▶ _OPDRACHT_:
Noem alle dieren die in de tekst over een hete zomerdag voorkomen.

Twee kauwen zitten te snavelen op een lantaarnpaal. Waar je zin in hebt met deze hitte? Vissers hebben zich vroeg in het groen verscholen en zitten aan de waterkant te wachten op een eerste beet. Alleen hun hengel verraadt hun aanwezigheid. Koeien grazen hutjemutje om straks loom op een schaduwrijk plekje te gaan liggen herkauwen. Midden in het weiland wappert een witte vlag, alsof iemand hier een stukje niemandsland voor zichzelf heeft geclaimd. De geur van hooi dringt via de airco de auto binnen. Aan de rand van het land staat een stil protest op een boerenkar: No farmers no food!

Op een cruiseboot in het Amsterdam-Rijnkanaal is een matroos bezig het passagiersdek blinkend te poetsen. Een telefooncelgroene motor zoeft me op de A2 voorbij. Gestroomlijnd loopt het zwarte leer van zijn jack over in het zadel achter hem. Neem me mee op je motor. mister Kawasaki!

‘You’re on the road

But you’ve got no destination’

Toe aan vakantie! Wat zou ik graag met die blauwgele trein mee willen rijden naar Maastricht om op een terras op het Onze Lieve Vrouweplein een Wieckse Witte te drinken. Verkoeling te zoeken in het Bonnefantenmuseum en daar de Middeleeuwse houtsculpturen uit het Maasgebied bewonderen. Of onder te duiken in de ondergrondse gangen van de kazematten. En de onvervalste Maastrichtse tongval om me heen te horen. Miljaar, wat heb ik daar zin in.

‘It’s a beautiful day

Touch me

Take me to that other place’

Witte strepen doorklieven de strak blauwe hemel boven mij. Vliegtuigen vinden hun weg naar verre bestemmingen. Wat zou ik graag de rust en ruimte in de prachtige natuur van Finland zoeken met haar duizenden meren en talrijke bossen. Me hullen in het eeuwig durende licht van de middernachtzon. Eventueel wat muggen van me afslaan, dat heb ik er graag voor over… Een duik nemen in een koel meertje om even overal van bevrijd te zijn.

‘Oooh, ooh, it’s a beautiful day

Don’t let it get away’

Het zweet staat me al op mijn rug voordat ik één stap in de distributiehal heb gezet. Dat gaat wat worden met die hitte vandaag. Waarschijnlijk geen aangepaste targets op grond van de heersende tropische temperaturen. Collega orderpickers lopen in korte broek en topje naar binnen. Ik volg ze gelaten…

‘Goedemorgen, meneer Jan,’ groet het vriendelijke Oekraïense meisje me bij de lockers.

‘Take me to that other place

Reach me

I know I’m not a hopeless case’

Dank je, Bono, ik probeer er ondanks de drukkende warmte en het toenemend vakantieheimwee een mooie dag van te maken.

(Opgeslagen items)
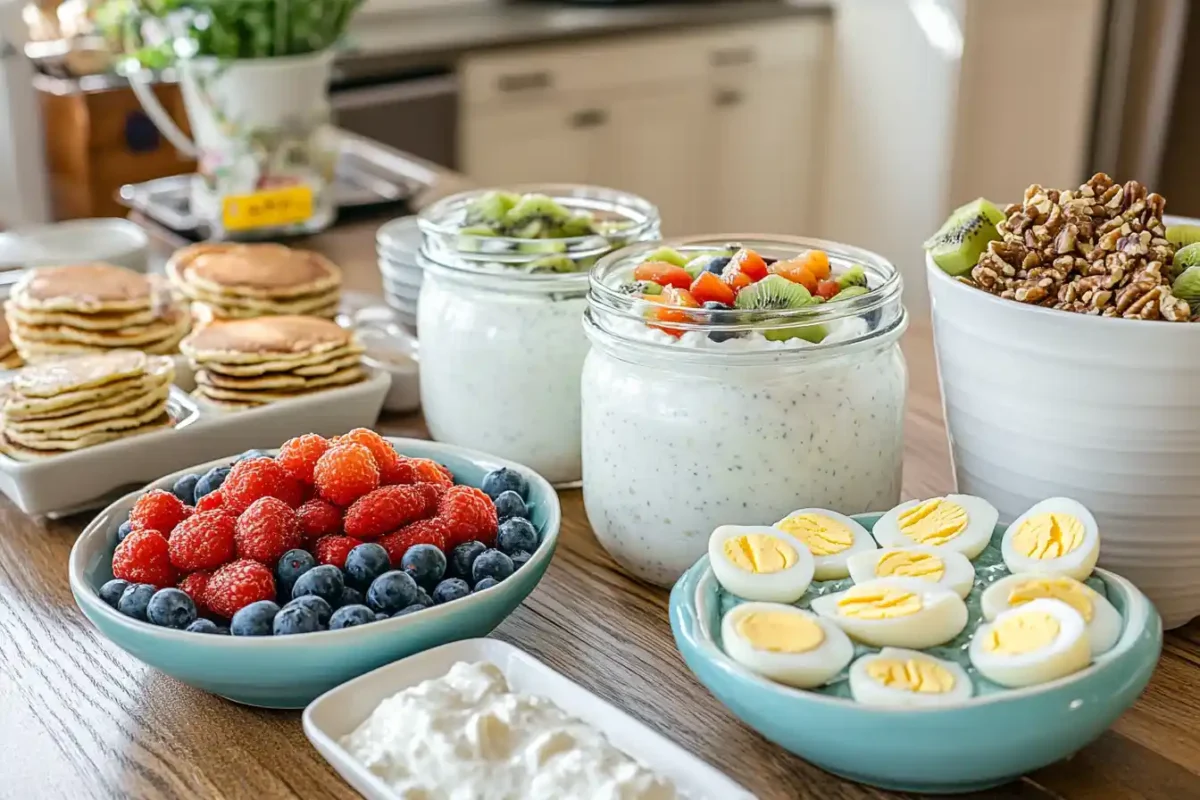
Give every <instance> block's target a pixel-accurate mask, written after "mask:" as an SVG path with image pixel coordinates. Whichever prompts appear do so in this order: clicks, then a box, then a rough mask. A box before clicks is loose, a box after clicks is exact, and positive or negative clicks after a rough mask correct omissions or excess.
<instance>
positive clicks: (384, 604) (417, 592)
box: [367, 570, 418, 614]
mask: <svg viewBox="0 0 1200 800" xmlns="http://www.w3.org/2000/svg"><path fill="white" fill-rule="evenodd" d="M416 597H418V587H416V582H415V581H413V576H410V575H408V573H407V572H401V571H400V570H392V571H391V572H384V573H383V575H380V576H379V577H378V578H376V579H374V581H373V582H372V583H371V588H370V589H367V606H370V607H371V609H372V610H376V612H384V613H388V614H395V613H396V612H398V610H400V609H401V608H404V607H407V606H412V604H413V603H415V602H416Z"/></svg>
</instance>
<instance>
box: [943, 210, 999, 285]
mask: <svg viewBox="0 0 1200 800" xmlns="http://www.w3.org/2000/svg"><path fill="white" fill-rule="evenodd" d="M1003 218H1004V213H1003V211H1001V210H1000V209H997V207H996V206H995V205H992V204H991V203H989V201H988V200H985V199H983V198H979V199H977V200H972V201H971V203H967V204H966V205H964V206H960V207H958V209H955V210H954V213H952V215H950V218H949V219H947V221H946V223H944V224H942V227H941V228H940V229H938V231H937V233H936V234H934V235H932V236H930V239H929V240H928V241H926V242H925V249H926V251H929V254H930V255H931V257H932V259H934V263H935V264H937V265H938V266H940V267H941V269H942V271H943V272H946V273H947V275H952V276H955V277H956V276H960V275H965V273H967V272H970V271H971V267H973V266H974V265H976V264H977V263H978V261H979V257H980V255H983V253H984V251H986V249H988V242H990V241H992V240H995V239H1000V231H998V230H996V224H997V223H1000V222H1001V221H1002V219H1003Z"/></svg>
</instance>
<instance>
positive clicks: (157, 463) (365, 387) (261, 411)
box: [0, 369, 391, 516]
mask: <svg viewBox="0 0 1200 800" xmlns="http://www.w3.org/2000/svg"><path fill="white" fill-rule="evenodd" d="M390 386H391V377H390V375H389V374H388V373H385V372H382V371H378V369H368V374H367V378H366V380H362V381H360V383H358V384H354V385H350V386H340V387H335V389H329V390H325V391H320V392H314V393H312V395H307V396H302V397H296V398H294V399H288V401H281V402H278V403H270V404H268V405H263V407H260V408H252V409H236V410H229V409H226V408H222V407H218V405H216V404H212V403H209V402H206V401H204V399H203V398H193V397H191V396H190V395H187V393H186V392H184V391H182V390H181V389H179V387H178V386H172V387H170V395H169V398H168V404H169V409H170V410H172V416H174V419H175V421H176V422H175V426H174V427H172V428H162V429H160V431H152V432H150V433H143V434H140V435H136V437H130V438H127V439H118V440H115V441H108V443H104V444H101V445H95V446H94V447H84V449H83V450H77V451H74V452H68V453H61V455H55V456H49V457H47V458H43V459H41V461H32V462H23V461H16V459H14V458H10V457H7V456H4V455H0V492H4V493H5V494H6V495H7V497H8V499H10V500H12V501H13V503H16V504H17V505H18V506H19V507H20V510H22V511H24V512H25V513H28V515H34V516H38V515H50V516H65V515H67V513H76V512H78V511H85V510H89V509H96V507H101V506H103V505H107V504H108V503H109V501H112V500H113V499H114V498H118V497H121V495H124V494H127V493H130V492H132V491H134V489H137V488H139V487H142V486H145V485H146V483H150V482H151V481H155V480H157V479H158V477H161V476H163V475H167V474H169V473H174V471H176V470H180V469H184V468H186V467H188V465H191V464H202V463H204V462H209V461H215V459H217V458H223V457H226V456H236V455H238V453H240V452H244V451H246V450H259V449H262V450H265V449H270V447H278V446H280V445H281V444H282V443H283V441H284V440H287V439H290V438H292V437H298V435H300V434H302V433H319V434H320V435H326V437H331V435H336V434H340V433H346V432H347V431H349V429H350V428H358V427H371V426H372V425H374V422H376V420H377V419H378V417H379V410H380V409H382V408H383V401H384V396H386V393H388V390H389V389H390Z"/></svg>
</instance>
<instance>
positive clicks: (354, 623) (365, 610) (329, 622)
mask: <svg viewBox="0 0 1200 800" xmlns="http://www.w3.org/2000/svg"><path fill="white" fill-rule="evenodd" d="M373 621H376V614H374V612H373V610H371V609H370V608H367V607H366V606H346V607H343V608H338V609H337V610H336V612H334V619H331V620H329V630H330V631H340V630H342V628H343V627H354V626H356V625H366V624H367V622H373Z"/></svg>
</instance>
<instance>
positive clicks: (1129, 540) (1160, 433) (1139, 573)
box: [926, 260, 1200, 628]
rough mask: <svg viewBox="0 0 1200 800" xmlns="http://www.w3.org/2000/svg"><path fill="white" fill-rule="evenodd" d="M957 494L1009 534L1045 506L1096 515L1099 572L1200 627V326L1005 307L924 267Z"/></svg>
mask: <svg viewBox="0 0 1200 800" xmlns="http://www.w3.org/2000/svg"><path fill="white" fill-rule="evenodd" d="M926 272H928V278H929V291H930V299H931V303H932V318H934V345H935V350H936V354H937V366H938V377H940V381H941V387H942V404H943V408H944V410H946V423H947V427H948V429H949V435H950V456H952V458H953V461H954V474H955V479H956V481H958V491H959V492H962V493H966V494H977V495H979V497H983V498H986V499H988V500H990V501H991V503H992V504H995V506H996V507H997V509H998V510H1000V517H1001V522H1010V521H1012V519H1014V518H1015V517H1016V516H1019V515H1020V513H1021V512H1022V511H1025V510H1026V509H1028V507H1030V506H1031V505H1033V504H1034V503H1037V501H1038V500H1042V499H1045V498H1049V497H1055V495H1066V497H1070V498H1074V499H1076V500H1079V501H1080V503H1082V504H1084V505H1086V506H1087V507H1090V509H1091V510H1092V512H1093V513H1094V515H1096V519H1097V522H1098V523H1099V525H1100V531H1102V535H1103V537H1104V547H1103V548H1102V551H1100V566H1104V567H1106V569H1109V570H1112V571H1116V572H1118V573H1121V575H1123V576H1126V577H1127V578H1129V579H1130V581H1133V582H1134V583H1135V584H1136V585H1138V588H1139V589H1141V590H1142V591H1144V593H1145V594H1146V595H1148V596H1150V599H1151V600H1152V601H1153V602H1154V604H1156V606H1157V607H1158V610H1159V613H1160V614H1162V616H1163V622H1164V626H1165V627H1168V628H1171V627H1178V626H1181V625H1183V624H1186V622H1187V621H1188V620H1190V619H1193V618H1195V616H1200V529H1198V521H1200V359H1196V357H1195V354H1196V353H1198V351H1200V324H1178V323H1158V321H1145V320H1128V319H1108V318H1098V317H1087V315H1084V314H1073V313H1067V312H1061V311H1054V309H1050V308H1040V307H1037V306H1027V305H1025V303H1019V302H1014V301H1012V300H1002V299H1000V297H997V296H994V295H990V294H988V293H985V291H982V290H979V289H976V288H973V287H968V285H966V284H962V283H960V282H958V281H955V279H953V278H950V277H949V276H947V275H946V273H944V272H942V271H941V270H940V269H937V266H936V265H934V263H932V261H931V260H929V261H928V263H926Z"/></svg>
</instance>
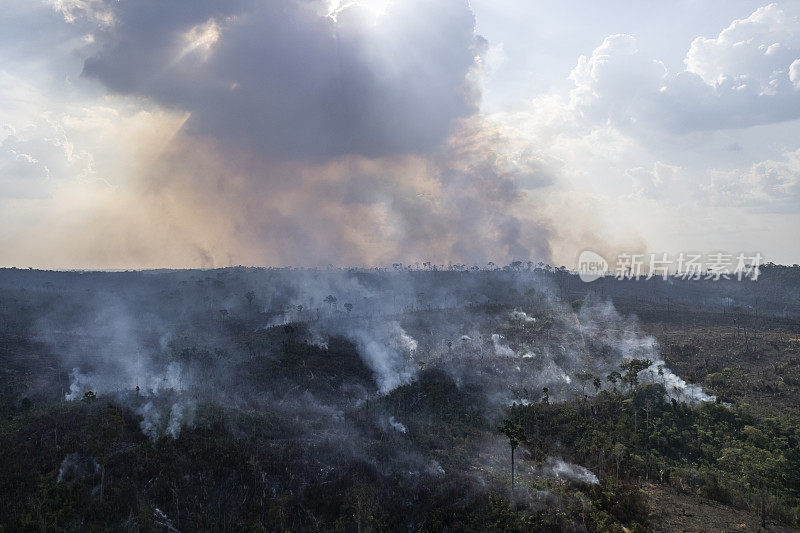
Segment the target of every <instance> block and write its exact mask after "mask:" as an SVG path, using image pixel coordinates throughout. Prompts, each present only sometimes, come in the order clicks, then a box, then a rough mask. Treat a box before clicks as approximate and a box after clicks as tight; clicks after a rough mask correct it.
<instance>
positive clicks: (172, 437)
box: [166, 399, 196, 439]
mask: <svg viewBox="0 0 800 533" xmlns="http://www.w3.org/2000/svg"><path fill="white" fill-rule="evenodd" d="M195 411H196V405H195V403H194V401H192V400H184V399H180V400H179V401H177V402H175V403H174V404H173V405H172V409H170V412H169V421H168V422H167V429H166V434H167V435H169V436H170V437H172V438H173V439H177V438H178V435H179V434H180V432H181V427H183V426H190V425H192V424H193V423H194V415H195Z"/></svg>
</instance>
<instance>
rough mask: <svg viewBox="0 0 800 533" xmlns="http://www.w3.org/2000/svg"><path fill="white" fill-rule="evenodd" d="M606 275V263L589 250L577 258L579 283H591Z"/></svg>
mask: <svg viewBox="0 0 800 533" xmlns="http://www.w3.org/2000/svg"><path fill="white" fill-rule="evenodd" d="M607 274H608V261H606V260H605V258H604V257H603V256H602V255H600V254H598V253H597V252H593V251H591V250H584V251H582V252H581V255H579V256H578V276H579V277H580V278H581V281H585V282H586V283H591V282H592V281H594V280H596V279H600V278H602V277H603V276H605V275H607Z"/></svg>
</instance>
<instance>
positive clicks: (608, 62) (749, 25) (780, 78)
mask: <svg viewBox="0 0 800 533" xmlns="http://www.w3.org/2000/svg"><path fill="white" fill-rule="evenodd" d="M798 57H800V24H798V17H797V16H796V15H795V14H794V13H793V12H792V11H790V10H788V9H783V8H780V7H779V6H778V5H776V4H770V5H768V6H765V7H762V8H759V9H758V10H756V11H755V12H754V13H753V14H752V15H750V16H749V17H748V18H746V19H742V20H735V21H733V22H732V23H731V24H730V26H728V27H727V28H726V29H724V30H723V31H722V32H720V34H719V35H718V36H717V37H715V38H704V37H698V38H697V39H695V40H694V42H693V43H692V44H691V47H690V48H689V50H688V52H687V54H686V59H685V63H686V69H685V70H683V71H679V72H670V71H669V70H668V69H667V68H666V67H665V66H664V65H663V64H662V63H661V62H660V61H657V60H655V59H651V58H648V57H645V56H644V55H643V54H642V53H641V52H640V51H639V49H638V47H637V43H636V38H635V37H634V36H632V35H611V36H609V37H607V38H606V39H605V40H604V41H603V43H602V44H601V45H600V46H598V47H597V48H596V49H595V50H594V51H593V52H592V54H591V55H590V56H588V57H587V56H581V58H580V59H579V61H578V64H577V66H576V67H575V68H574V69H573V71H572V73H571V75H570V79H571V80H572V81H573V82H574V83H575V88H574V89H573V91H572V93H571V95H570V104H571V105H572V106H573V107H574V108H575V109H576V110H577V111H578V112H580V113H582V114H583V115H584V116H585V117H587V118H590V119H594V120H596V121H609V122H610V123H612V124H614V125H616V126H620V127H641V128H646V127H656V128H663V129H666V130H669V131H672V132H677V133H685V132H690V131H696V130H714V129H721V128H742V127H748V126H752V125H755V124H765V123H772V122H781V121H786V120H792V119H795V118H797V117H800V92H798V90H797V89H798V87H797V83H798V76H799V74H798V67H797V66H796V64H795V61H796V60H797V59H798Z"/></svg>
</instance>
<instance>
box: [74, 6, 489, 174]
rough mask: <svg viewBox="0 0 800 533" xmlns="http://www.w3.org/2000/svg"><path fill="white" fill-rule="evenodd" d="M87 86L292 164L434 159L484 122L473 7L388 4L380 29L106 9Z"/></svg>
mask: <svg viewBox="0 0 800 533" xmlns="http://www.w3.org/2000/svg"><path fill="white" fill-rule="evenodd" d="M106 7H107V8H108V9H110V10H111V12H112V14H113V18H114V23H113V24H110V25H107V26H104V27H101V28H100V30H99V31H98V33H97V34H96V39H97V43H98V46H99V48H98V51H97V53H96V54H95V55H93V56H92V57H90V58H89V59H87V61H86V63H85V65H84V74H85V75H86V76H89V77H92V78H95V79H98V80H100V81H101V82H103V83H104V84H105V85H106V86H107V87H109V88H110V89H111V90H113V91H115V92H118V93H122V94H134V95H143V96H146V97H150V98H152V99H154V100H156V101H157V102H159V103H161V104H164V105H168V106H171V107H173V108H176V109H179V110H183V111H187V112H189V113H190V114H191V116H190V118H189V120H188V122H187V124H186V130H187V132H188V133H190V134H199V135H204V136H211V137H214V138H216V139H218V140H225V141H226V142H233V143H237V144H241V145H245V146H248V145H249V146H250V147H252V148H255V149H257V150H259V151H261V152H265V153H268V154H274V155H280V156H281V157H282V158H287V157H288V158H301V159H302V158H305V157H314V158H319V157H332V156H337V155H342V154H358V155H364V156H370V157H375V156H381V155H386V154H392V153H428V152H430V151H432V150H433V149H434V148H435V147H436V146H437V145H439V144H440V143H441V142H442V141H443V140H444V139H445V138H446V136H447V134H448V131H449V129H450V126H451V122H452V120H453V119H456V118H459V117H464V116H468V115H470V114H472V113H473V112H474V111H475V109H476V100H477V98H476V94H475V89H474V88H473V87H472V86H471V84H470V83H469V82H468V74H469V72H470V69H472V68H473V67H474V66H475V56H476V55H477V54H478V53H479V48H480V42H481V39H480V38H476V36H475V33H474V18H473V14H472V12H471V10H470V8H469V6H468V4H467V3H466V2H465V1H459V0H445V1H441V2H423V1H417V0H410V1H405V2H396V3H393V4H390V5H389V6H388V8H387V11H386V12H385V13H384V14H383V15H381V16H380V17H379V18H378V19H377V21H376V22H375V21H374V19H373V20H369V19H370V12H369V11H368V10H366V8H362V7H358V6H351V7H348V8H345V9H344V10H342V11H340V12H339V13H338V14H337V16H336V20H333V19H332V18H331V17H328V16H325V15H324V6H323V5H321V4H320V3H315V2H313V3H312V2H307V1H305V2H304V1H289V2H286V1H273V0H266V1H260V2H257V1H252V0H233V1H225V2H221V1H211V0H176V1H171V2H160V1H156V0H143V1H137V2H109V3H108V4H107V5H106Z"/></svg>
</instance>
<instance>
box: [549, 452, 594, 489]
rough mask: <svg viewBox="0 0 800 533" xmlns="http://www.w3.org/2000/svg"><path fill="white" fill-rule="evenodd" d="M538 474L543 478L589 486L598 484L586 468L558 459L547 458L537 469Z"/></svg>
mask: <svg viewBox="0 0 800 533" xmlns="http://www.w3.org/2000/svg"><path fill="white" fill-rule="evenodd" d="M539 474H540V475H542V476H545V477H553V478H556V479H566V480H570V481H579V482H581V483H587V484H589V485H596V484H597V483H598V479H597V476H596V475H594V473H592V471H591V470H589V469H588V468H586V467H583V466H581V465H576V464H573V463H568V462H566V461H564V460H563V459H562V458H560V457H548V458H547V459H546V460H545V462H544V463H542V466H541V467H540V468H539Z"/></svg>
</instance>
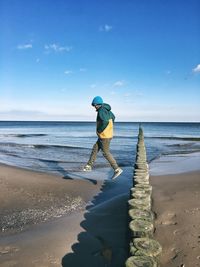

▶ _UITKOMST_:
kauwen, koeien, muggen